Required work: Tally the lines in the records below that contain the word "white". Give only the number.

Given information:

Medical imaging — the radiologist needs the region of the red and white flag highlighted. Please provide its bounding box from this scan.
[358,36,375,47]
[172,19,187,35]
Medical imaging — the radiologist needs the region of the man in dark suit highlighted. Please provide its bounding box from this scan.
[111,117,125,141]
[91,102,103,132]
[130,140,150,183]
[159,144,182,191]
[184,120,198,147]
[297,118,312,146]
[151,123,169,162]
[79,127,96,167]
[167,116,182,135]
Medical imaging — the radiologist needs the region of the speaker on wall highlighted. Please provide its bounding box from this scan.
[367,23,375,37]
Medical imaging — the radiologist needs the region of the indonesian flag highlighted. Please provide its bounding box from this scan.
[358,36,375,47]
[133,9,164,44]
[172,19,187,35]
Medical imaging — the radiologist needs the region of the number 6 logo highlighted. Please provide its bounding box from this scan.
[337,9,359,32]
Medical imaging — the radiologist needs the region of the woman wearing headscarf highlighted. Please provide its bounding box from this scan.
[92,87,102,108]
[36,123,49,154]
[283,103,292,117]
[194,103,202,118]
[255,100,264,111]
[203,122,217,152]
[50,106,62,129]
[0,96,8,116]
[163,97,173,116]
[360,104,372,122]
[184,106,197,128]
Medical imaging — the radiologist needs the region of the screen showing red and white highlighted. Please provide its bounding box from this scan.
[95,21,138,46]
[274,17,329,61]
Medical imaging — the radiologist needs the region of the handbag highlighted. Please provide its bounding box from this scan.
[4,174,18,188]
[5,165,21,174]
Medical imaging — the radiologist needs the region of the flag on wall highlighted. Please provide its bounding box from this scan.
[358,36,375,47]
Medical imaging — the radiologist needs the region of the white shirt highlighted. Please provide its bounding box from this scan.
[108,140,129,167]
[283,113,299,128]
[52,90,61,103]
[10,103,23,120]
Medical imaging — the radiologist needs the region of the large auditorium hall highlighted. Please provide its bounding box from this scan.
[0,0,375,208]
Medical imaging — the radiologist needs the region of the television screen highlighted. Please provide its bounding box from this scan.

Written response: 3